__SELECTED EXTRACT__.

In one preferred form of the invention, there is provided a method of
holding a laser mass transfer image donor element in overlying
relationship with a receptor element comprising the steps of: assembling a
laser mass transfer imaging element in overlying relationship with a
receptor element; enclosing the assembled elements in an enclosure which
is transmissive to imaging radiation; applying a vacuum to the enclosure
so that the vacuum maintains the elements together in a predetermined
relationship; and sealing the enclosure.
In still another preferred form of the invention, provision is made for a
method of imaging a mass transfer imaging assembly comprising the steps
of: providing a mass transfer imaging assembly including at least a donor
sheet and a receptor sheet in overlying relationship between mass transfer
imaging sheet, and an enclosure which encloses at least a portion of the
sheet; wherein the enclosure has a portion thereof made of material
transmissive to energy for initiating imaging of the sheet; placing the
imaging assembly in a position for it to be imaged; and, directing mass
transfer imaging energy in an imagewise manner to the enclosure portion so
as to initiate mass transfer imaging of the sheet. In yet another
preferred form of the invention, the enclosure is openable for allowing
removal of the imaged sheet.

(Items from a dataset)
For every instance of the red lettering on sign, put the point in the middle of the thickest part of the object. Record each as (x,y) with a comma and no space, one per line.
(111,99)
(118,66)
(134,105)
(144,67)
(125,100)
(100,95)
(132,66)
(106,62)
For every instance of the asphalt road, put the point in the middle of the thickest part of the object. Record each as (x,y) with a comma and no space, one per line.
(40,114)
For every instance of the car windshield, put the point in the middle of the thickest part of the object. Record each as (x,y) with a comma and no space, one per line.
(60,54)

--

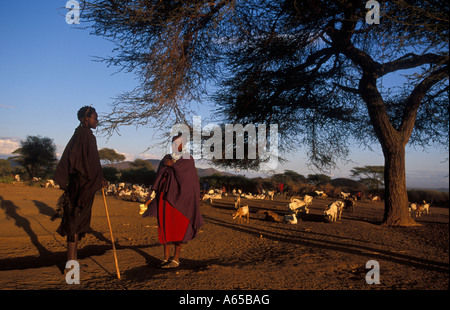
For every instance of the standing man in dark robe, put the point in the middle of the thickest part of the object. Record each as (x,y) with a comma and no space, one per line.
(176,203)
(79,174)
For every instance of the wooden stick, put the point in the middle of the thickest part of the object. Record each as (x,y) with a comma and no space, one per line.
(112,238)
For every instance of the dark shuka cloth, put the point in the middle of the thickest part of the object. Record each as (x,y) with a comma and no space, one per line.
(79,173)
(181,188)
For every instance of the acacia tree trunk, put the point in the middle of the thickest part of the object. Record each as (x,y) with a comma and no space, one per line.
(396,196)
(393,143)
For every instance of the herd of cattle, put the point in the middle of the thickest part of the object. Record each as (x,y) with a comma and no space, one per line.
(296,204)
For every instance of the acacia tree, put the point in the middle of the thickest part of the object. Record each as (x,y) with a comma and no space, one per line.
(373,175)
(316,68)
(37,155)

__WHAT TO DO__.
1: Pick out every line of the listing that contains the word "acacia", matching case exactly, and copy each such line.
2: Extend the patent passage on laser mass transfer imaging, continuing from its final sentence.

__RESPONSES IN ORDER__.
1:
For every instance of the acacia tree trunk, put the point in the middle of the thickest part of the object. Record each as (x,y) with a comma and no space, one per line.
For every instance of the acacia tree, put the point in the middle of the thickest part of the object. Record each as (x,y) with a comma and no space, one per line.

2:
In still another preferred form of the invention, provision is made for a
method of mass transfer imaging a mass transfer imaging assembly
comprising the steps of: providing a mass transfer imaging assembly
including at least a pair of juxtaposed mass transfer imaging sheets
wherein one of the sheets includes a laser-ablatable layer, and an
enclosure which encloses at least a portion of one of sheets and a portion
of the other sheet; wherein the enclosure has a portion thereof made of
material transmissive to energy for initiating imaging of at least the
juxtaposed sheets; placing the imaging assembly in a position for it to be
imaged; directing mass transfer imaging energy in an imagewise manner to
the enclosure portion so as to initiate imaging of the assembly thereof.
In another preferred form of the invention, the enclosure is openable so
that imaged assembly can be removed after imagewise exposure.
Among the objects of the invention are, therefore, the provision of an
improved mass transfer imaging assembly as well as methods of making and
using the same; an integral mass transfer imaging assembly of the above
type in which a donor and receptor composite can be held together in
uniform engagement prior to and during exposure to obtain high quality
images; a mass transfer imaging assembly of the above type which is laser
addressable; a mass transfer imaging assembly of the above type in which
the donor and receptor composite is held together in a debris free
condition; a mass transfer imaging assembly as noted above which is easily
conformable to existing laser imaging devices; a mass transfer imaging
assembly of the above type which is protected against scratching, abrasion
or other damage in shipping, storage, and use; a mass transfer imaging
assembly in which the donor and receptor composite is easily removed.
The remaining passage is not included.